■ **Your goal**:
Show all lines below holding the string "rusty".

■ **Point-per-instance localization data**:
- Opening Delimiter -

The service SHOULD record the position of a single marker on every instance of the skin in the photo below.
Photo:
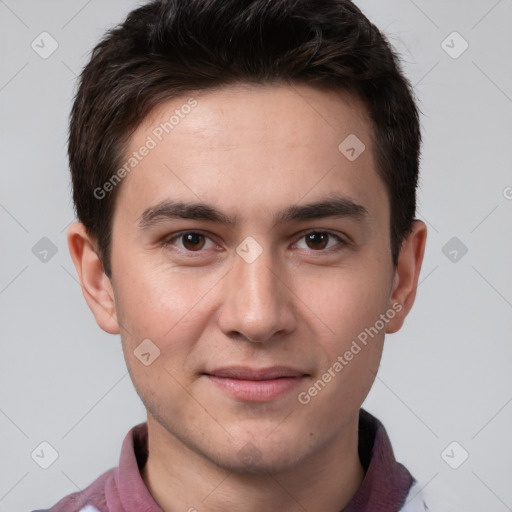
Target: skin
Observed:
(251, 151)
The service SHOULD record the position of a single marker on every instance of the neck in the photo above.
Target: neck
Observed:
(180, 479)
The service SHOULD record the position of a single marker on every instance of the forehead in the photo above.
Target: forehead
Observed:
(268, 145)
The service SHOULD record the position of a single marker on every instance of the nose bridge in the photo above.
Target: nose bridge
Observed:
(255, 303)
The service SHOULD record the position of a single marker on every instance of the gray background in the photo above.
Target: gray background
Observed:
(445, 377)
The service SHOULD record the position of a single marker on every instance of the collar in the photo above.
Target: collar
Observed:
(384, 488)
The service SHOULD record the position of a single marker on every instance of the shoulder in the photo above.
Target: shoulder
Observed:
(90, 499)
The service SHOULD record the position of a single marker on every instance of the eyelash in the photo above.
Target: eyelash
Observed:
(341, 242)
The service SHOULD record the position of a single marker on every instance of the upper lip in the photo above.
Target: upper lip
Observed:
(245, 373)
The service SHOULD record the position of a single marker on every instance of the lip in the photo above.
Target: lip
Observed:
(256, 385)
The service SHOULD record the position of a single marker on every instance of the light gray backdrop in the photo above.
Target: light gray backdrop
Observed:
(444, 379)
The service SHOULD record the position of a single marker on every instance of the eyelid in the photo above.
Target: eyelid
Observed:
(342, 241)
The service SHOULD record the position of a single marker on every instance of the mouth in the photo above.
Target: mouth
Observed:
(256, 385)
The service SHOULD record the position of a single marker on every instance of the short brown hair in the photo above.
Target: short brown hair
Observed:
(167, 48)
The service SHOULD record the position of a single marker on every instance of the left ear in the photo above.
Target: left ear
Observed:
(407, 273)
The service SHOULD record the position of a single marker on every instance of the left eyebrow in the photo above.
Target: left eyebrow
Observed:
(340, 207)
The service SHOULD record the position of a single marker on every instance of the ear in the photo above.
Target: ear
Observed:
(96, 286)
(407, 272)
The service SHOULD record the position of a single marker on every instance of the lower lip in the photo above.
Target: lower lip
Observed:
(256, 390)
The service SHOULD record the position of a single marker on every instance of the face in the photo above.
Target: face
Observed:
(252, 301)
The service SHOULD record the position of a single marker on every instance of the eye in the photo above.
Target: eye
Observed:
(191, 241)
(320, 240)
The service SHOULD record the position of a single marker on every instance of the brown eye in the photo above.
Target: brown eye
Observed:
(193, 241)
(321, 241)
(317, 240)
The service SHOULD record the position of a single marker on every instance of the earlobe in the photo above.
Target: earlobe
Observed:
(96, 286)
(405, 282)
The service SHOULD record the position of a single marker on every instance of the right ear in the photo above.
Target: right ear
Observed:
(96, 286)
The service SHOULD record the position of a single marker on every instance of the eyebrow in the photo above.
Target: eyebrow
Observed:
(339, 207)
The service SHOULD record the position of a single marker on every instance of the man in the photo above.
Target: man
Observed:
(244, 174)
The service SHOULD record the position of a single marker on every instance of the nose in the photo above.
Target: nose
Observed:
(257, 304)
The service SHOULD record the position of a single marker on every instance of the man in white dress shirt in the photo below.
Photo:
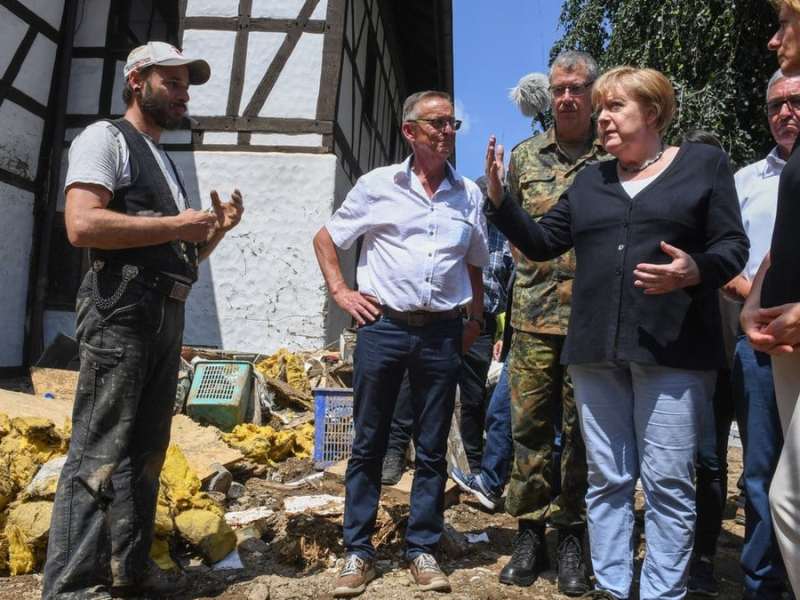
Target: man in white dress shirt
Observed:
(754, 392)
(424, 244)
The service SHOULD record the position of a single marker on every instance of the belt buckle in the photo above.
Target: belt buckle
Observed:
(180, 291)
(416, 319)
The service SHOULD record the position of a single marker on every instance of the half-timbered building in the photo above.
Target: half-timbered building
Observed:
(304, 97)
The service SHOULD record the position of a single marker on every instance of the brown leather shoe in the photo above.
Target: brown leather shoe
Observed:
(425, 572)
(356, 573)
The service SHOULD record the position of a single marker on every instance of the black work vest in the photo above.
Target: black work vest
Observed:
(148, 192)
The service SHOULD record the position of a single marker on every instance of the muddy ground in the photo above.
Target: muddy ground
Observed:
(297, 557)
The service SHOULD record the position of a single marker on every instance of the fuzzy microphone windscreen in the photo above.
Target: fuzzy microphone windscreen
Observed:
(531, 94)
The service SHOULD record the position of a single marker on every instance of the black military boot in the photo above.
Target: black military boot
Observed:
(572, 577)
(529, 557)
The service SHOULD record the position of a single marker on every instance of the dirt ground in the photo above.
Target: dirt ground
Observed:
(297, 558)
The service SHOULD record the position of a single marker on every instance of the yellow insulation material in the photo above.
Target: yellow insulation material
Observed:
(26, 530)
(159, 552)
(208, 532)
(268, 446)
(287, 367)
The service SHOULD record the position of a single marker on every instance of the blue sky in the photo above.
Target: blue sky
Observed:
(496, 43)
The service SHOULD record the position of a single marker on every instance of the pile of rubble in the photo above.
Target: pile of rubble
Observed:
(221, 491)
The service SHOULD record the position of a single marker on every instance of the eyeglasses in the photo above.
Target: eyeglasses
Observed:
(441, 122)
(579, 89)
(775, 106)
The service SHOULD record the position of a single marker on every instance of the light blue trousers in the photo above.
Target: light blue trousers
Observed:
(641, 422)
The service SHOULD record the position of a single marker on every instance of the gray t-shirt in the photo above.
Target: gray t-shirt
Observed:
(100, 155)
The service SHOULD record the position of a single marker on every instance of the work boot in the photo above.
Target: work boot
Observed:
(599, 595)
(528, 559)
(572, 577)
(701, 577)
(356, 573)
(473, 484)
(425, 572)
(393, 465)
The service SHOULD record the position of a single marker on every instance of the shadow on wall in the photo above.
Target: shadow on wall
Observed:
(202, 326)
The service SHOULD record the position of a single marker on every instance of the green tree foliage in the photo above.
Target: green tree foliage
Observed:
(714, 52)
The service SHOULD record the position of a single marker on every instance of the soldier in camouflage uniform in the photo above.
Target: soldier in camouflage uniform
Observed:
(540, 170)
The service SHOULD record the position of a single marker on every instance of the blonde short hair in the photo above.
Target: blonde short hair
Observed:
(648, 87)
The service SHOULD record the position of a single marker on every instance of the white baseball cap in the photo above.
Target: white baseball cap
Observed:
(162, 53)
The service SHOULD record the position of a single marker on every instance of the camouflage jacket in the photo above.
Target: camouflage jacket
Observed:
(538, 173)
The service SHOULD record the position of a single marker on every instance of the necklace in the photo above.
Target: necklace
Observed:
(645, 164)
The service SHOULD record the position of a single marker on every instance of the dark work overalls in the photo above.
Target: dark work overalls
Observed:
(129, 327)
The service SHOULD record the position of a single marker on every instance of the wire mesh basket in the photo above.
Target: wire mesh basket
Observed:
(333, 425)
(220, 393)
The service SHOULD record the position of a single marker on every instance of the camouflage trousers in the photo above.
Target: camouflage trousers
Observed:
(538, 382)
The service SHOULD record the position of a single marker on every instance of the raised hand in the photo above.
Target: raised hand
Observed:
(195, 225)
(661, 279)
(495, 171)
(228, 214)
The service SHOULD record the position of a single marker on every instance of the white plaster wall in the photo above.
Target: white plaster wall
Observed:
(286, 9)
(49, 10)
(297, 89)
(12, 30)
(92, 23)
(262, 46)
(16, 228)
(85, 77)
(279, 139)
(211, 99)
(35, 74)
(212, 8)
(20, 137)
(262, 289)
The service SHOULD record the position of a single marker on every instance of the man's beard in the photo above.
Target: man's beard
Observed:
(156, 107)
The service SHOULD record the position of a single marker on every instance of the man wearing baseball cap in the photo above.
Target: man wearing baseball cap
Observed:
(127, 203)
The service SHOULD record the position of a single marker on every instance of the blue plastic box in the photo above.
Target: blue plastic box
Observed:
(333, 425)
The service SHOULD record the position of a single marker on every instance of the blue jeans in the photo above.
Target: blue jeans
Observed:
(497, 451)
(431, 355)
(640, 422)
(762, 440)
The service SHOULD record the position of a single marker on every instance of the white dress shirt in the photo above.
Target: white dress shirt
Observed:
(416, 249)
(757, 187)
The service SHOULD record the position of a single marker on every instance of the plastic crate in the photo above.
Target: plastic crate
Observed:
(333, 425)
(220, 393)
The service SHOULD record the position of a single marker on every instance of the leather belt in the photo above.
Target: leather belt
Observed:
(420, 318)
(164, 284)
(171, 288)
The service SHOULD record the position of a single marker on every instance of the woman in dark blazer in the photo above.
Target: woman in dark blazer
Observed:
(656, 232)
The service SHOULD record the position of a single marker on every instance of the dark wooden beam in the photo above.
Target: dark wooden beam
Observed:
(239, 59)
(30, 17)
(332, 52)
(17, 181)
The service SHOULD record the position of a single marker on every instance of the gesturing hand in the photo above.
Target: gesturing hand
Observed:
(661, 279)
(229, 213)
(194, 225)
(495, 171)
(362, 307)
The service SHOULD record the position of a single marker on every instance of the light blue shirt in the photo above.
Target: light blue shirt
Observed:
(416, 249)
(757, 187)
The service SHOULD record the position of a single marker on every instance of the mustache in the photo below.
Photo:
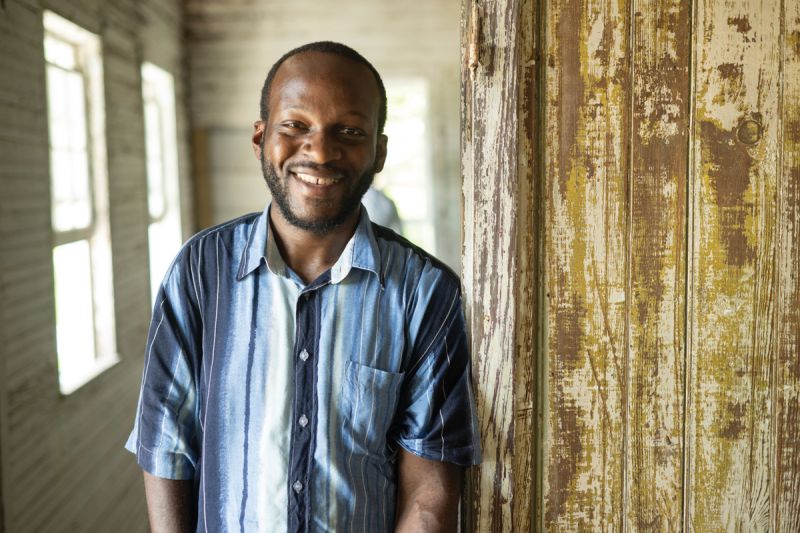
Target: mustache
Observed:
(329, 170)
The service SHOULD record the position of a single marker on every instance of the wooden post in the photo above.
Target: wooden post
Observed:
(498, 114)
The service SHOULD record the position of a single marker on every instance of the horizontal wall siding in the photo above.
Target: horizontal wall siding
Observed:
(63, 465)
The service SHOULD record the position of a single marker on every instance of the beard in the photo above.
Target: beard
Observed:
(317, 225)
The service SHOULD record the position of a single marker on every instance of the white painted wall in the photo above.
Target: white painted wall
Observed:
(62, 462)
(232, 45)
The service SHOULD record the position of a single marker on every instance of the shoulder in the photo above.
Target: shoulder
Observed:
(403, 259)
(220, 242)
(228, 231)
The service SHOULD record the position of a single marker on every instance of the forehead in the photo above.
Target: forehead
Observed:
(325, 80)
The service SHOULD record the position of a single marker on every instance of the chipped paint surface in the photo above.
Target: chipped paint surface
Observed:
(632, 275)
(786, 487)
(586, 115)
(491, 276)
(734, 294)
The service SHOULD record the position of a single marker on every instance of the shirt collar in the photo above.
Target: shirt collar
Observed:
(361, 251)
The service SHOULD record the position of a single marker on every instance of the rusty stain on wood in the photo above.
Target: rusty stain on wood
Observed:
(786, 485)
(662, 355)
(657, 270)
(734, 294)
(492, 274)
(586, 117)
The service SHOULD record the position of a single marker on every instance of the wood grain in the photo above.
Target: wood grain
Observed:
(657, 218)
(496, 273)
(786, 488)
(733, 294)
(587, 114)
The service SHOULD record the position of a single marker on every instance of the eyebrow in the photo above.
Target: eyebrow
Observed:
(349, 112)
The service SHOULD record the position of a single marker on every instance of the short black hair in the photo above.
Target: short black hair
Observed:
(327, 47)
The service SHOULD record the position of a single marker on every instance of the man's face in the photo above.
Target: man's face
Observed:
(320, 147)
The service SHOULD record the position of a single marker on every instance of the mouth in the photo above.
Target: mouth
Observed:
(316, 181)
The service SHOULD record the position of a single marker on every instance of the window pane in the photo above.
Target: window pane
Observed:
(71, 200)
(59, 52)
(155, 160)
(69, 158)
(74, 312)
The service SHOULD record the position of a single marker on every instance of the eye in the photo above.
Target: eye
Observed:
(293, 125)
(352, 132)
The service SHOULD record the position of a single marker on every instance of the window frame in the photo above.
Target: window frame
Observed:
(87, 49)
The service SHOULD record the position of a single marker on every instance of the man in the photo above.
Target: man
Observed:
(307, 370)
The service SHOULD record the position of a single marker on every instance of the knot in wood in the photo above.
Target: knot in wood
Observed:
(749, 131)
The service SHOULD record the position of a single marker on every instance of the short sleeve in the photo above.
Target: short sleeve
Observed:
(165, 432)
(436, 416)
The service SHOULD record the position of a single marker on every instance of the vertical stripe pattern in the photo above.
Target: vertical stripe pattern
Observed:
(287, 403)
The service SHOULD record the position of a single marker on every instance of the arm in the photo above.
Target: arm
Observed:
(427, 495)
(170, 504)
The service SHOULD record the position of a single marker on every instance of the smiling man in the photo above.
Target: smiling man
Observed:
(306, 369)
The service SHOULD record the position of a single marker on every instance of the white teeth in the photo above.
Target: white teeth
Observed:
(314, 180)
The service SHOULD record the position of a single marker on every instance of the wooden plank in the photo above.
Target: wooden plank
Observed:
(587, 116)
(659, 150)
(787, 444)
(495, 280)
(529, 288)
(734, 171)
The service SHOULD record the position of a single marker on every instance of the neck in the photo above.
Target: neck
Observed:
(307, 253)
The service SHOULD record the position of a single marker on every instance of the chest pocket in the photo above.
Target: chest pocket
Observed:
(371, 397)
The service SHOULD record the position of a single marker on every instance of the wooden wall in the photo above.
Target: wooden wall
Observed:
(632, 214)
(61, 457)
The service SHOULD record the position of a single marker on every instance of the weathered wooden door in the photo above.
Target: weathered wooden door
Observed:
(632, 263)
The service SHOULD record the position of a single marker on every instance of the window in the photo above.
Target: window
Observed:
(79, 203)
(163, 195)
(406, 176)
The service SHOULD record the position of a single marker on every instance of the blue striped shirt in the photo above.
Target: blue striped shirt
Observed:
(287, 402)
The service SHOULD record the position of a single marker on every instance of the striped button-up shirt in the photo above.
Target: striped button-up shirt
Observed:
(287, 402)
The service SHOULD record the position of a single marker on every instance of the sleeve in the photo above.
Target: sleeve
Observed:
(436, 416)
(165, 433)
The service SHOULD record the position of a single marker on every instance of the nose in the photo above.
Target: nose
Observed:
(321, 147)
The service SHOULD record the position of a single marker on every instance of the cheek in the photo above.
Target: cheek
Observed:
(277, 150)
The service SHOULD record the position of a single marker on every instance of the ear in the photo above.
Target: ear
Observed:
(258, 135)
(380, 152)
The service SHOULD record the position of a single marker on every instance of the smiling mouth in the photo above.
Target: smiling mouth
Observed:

- Closing Delimiter -

■ **Solution**:
The service SHOULD record the position of a single marker on every instance of the rusty stain on wood in the photo above.
Target: rusty stain on wood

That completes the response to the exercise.